- _Dataset entries_
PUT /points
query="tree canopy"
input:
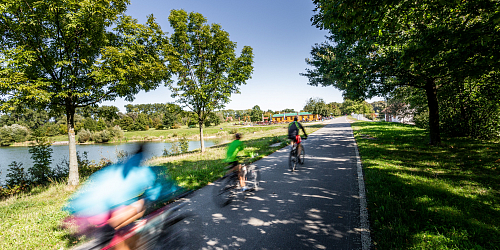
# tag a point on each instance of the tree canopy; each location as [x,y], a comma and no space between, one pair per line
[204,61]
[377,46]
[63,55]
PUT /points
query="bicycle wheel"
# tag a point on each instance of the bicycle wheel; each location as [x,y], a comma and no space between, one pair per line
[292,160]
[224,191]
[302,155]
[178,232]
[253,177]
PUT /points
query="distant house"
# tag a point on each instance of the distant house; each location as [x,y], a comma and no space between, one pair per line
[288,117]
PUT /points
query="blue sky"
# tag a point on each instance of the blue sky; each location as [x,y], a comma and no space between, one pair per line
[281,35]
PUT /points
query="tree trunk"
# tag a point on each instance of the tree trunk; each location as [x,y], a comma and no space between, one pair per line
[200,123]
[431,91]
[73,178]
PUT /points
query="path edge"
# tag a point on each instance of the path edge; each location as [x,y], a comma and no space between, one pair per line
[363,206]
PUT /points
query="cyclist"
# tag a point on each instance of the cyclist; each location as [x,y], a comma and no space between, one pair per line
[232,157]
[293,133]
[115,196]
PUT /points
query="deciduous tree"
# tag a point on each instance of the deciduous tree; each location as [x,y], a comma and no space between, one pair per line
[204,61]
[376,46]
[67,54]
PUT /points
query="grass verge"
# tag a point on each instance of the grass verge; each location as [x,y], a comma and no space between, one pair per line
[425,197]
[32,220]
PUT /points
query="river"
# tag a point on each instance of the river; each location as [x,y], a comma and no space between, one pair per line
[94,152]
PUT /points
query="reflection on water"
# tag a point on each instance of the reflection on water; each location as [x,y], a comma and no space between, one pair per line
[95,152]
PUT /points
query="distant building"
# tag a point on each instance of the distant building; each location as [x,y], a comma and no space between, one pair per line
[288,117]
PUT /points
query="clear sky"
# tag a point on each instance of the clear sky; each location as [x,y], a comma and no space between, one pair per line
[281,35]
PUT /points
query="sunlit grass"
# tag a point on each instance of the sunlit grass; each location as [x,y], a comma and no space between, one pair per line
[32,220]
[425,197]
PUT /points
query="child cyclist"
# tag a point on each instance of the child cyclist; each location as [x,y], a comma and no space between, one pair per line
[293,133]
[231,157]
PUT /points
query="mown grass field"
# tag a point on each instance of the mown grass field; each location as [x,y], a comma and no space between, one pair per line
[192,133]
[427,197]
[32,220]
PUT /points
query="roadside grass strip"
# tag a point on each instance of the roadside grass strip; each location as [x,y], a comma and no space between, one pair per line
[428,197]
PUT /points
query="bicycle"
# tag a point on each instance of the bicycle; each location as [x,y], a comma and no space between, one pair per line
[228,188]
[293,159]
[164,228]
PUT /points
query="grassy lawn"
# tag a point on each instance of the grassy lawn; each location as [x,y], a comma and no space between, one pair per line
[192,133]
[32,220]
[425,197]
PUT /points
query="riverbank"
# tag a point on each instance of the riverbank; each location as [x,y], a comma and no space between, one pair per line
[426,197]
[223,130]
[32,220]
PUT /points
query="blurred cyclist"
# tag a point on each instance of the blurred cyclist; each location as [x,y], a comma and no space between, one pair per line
--
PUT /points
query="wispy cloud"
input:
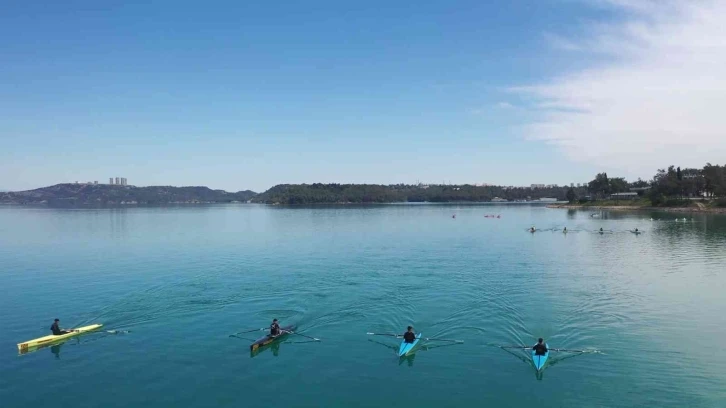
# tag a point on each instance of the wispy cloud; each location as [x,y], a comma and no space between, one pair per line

- _Given exercise_
Find every line in the rows above that contains the word "edge", and copy each of those lines in full.

- _Expected output_
query="path edge"
# tag a point on each instance of the path edge; each location as [x,y], a comma and no space between, one pair per line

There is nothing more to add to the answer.